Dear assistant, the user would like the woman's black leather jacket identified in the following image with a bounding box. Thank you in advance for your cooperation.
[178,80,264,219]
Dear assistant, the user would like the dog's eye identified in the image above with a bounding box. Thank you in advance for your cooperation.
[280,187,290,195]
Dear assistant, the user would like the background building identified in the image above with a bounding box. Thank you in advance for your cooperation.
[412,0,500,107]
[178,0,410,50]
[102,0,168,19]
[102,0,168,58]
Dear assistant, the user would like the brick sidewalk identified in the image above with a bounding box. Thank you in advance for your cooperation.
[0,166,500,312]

+++

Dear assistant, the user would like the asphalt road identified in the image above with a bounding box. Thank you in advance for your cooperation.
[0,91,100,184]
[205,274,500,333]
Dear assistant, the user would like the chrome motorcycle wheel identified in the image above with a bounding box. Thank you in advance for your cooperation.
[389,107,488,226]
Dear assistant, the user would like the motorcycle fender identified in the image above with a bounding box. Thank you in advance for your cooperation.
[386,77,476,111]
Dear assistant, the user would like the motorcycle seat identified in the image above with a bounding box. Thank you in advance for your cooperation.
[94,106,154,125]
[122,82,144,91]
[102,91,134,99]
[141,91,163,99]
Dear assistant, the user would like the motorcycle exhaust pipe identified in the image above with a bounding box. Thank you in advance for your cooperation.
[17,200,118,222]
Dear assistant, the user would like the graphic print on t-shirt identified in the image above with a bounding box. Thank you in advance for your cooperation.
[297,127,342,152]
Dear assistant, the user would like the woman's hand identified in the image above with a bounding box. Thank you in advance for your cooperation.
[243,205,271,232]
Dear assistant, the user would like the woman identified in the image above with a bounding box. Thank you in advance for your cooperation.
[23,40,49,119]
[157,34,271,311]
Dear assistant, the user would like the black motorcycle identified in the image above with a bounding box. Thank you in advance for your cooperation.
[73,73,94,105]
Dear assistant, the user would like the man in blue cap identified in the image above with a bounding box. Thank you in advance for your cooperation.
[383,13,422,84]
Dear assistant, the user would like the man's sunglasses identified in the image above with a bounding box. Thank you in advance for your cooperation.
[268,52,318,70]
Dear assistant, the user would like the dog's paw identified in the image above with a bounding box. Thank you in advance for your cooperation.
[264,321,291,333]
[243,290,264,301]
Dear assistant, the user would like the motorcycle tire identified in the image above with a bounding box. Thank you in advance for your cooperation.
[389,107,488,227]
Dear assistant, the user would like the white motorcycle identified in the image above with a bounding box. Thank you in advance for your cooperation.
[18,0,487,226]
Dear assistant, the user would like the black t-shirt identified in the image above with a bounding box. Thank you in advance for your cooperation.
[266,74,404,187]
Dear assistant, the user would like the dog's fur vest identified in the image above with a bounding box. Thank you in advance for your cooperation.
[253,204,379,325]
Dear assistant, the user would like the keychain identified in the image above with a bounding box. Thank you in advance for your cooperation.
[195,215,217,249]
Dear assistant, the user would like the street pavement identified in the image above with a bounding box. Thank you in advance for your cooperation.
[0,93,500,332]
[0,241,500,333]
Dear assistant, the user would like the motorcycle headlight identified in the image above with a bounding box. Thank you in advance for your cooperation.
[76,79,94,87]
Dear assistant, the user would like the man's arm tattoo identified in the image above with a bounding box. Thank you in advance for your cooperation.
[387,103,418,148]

+++

*TASK DIRECTIONS*. Format the items as a numbered list, from the line with "Dear assistant, the user would like the black motorcycle" up to and including the line with "[243,290,264,301]", leaving out blank lines.

*RESULT*.
1. Dear assistant, the user would like the black motorcycle identified in the image above with a bounding box. Thank you in advance for your cooperation.
2. [73,73,94,105]
3. Dear assistant, the user would like the man in blue cap identified in the image above with a bounding box. Thank you in advance for your cooperation.
4. [383,13,422,84]
5. Dear assistant, the user would like the man's sunglasses identified in the image above with a bounding box. Thank you in advance for your cooperation.
6. [268,52,318,70]
7. Dear assistant, the user would like the dog's paw identified in the image above with a bounding box. Thank you in advance for your cooperation.
8. [264,321,291,333]
9. [243,290,264,301]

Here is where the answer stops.